• MATERIAL SHOWN
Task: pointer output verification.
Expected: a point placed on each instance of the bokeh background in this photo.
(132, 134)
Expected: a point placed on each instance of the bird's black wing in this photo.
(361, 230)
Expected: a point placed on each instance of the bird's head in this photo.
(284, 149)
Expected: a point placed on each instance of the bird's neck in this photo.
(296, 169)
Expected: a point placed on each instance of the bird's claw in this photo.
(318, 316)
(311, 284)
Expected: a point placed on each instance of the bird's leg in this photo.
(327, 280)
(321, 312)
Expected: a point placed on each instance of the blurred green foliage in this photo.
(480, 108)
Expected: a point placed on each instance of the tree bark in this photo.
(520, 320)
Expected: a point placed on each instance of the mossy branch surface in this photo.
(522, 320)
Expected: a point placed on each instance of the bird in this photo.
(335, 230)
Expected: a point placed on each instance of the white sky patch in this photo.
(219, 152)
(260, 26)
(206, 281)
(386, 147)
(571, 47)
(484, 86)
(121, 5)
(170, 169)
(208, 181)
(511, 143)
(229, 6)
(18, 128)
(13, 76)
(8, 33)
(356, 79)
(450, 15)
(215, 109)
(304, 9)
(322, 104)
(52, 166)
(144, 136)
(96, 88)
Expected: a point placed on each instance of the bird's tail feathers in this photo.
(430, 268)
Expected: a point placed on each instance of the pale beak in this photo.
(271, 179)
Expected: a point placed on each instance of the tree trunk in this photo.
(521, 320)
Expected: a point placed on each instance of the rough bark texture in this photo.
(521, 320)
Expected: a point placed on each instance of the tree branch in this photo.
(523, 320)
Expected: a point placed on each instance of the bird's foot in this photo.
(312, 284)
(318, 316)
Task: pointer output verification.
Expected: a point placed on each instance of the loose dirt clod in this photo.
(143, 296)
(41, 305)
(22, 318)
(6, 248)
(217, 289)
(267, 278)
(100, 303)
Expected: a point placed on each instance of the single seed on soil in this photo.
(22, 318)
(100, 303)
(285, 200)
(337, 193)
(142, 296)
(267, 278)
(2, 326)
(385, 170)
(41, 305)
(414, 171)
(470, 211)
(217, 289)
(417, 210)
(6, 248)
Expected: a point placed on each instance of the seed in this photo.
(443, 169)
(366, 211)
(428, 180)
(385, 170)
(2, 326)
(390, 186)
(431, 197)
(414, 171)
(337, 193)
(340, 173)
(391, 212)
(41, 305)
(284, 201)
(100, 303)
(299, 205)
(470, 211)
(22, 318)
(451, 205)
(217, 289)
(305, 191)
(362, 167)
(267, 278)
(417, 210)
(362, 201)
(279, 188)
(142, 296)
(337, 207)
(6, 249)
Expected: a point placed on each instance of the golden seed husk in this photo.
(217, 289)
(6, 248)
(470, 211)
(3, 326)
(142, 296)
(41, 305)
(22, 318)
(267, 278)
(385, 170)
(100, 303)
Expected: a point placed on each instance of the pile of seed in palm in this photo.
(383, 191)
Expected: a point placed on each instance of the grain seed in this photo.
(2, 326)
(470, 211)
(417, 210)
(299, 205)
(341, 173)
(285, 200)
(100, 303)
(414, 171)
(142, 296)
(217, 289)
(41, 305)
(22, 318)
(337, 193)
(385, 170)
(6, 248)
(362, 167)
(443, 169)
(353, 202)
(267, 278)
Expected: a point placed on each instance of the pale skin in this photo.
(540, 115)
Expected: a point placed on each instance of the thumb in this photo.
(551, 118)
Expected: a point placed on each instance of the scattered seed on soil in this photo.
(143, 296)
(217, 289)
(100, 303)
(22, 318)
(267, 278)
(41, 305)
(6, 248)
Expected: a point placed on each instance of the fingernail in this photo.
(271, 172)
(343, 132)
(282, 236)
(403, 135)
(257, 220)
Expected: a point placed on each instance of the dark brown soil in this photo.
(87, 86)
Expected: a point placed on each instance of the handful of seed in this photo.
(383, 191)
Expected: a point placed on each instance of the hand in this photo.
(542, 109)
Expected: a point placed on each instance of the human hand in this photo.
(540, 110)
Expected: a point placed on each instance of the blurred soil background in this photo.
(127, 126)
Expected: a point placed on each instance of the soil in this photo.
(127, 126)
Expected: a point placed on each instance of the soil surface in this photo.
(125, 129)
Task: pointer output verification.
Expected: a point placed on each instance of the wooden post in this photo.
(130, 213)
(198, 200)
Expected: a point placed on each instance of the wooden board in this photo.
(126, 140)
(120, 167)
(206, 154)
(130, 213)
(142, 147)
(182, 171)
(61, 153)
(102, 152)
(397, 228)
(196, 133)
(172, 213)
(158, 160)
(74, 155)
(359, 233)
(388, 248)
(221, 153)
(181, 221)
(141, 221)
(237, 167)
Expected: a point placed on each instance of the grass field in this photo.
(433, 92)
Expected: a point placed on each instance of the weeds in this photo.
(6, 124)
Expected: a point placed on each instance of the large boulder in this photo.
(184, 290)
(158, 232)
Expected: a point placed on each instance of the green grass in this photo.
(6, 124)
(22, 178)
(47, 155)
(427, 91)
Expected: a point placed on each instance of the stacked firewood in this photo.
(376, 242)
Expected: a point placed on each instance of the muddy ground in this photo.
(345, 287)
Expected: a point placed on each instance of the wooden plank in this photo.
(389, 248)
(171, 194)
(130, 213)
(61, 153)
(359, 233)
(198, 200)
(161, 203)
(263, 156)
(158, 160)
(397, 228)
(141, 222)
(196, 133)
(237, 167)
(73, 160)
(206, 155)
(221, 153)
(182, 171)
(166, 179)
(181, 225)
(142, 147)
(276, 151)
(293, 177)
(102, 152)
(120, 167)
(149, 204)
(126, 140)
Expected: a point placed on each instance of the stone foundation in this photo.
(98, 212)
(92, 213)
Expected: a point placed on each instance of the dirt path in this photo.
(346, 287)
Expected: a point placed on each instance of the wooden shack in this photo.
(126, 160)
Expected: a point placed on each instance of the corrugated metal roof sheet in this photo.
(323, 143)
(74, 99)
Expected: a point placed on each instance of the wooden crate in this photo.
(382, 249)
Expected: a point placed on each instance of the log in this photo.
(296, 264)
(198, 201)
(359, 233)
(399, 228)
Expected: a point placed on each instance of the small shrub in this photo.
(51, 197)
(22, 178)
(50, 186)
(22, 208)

• WORK REQUEST
Each line from the one containing "Expected: a point placed on each instance of the corrugated" to the end of the listing above must be printed exactly, and no other line may appear.

• REPLY TO THE EXERCISE
Expected: a point placed on each instance of the corrugated metal roof sheet in this photo.
(323, 143)
(74, 99)
Expected: a point placed on each instance of the wooden crate in this photo.
(382, 249)
Expected: a point placed on each instance of the log in this photo.
(296, 264)
(198, 201)
(359, 233)
(399, 228)
Expected: a point placed on each instance of the small shrub in this photo.
(51, 197)
(22, 178)
(50, 186)
(22, 208)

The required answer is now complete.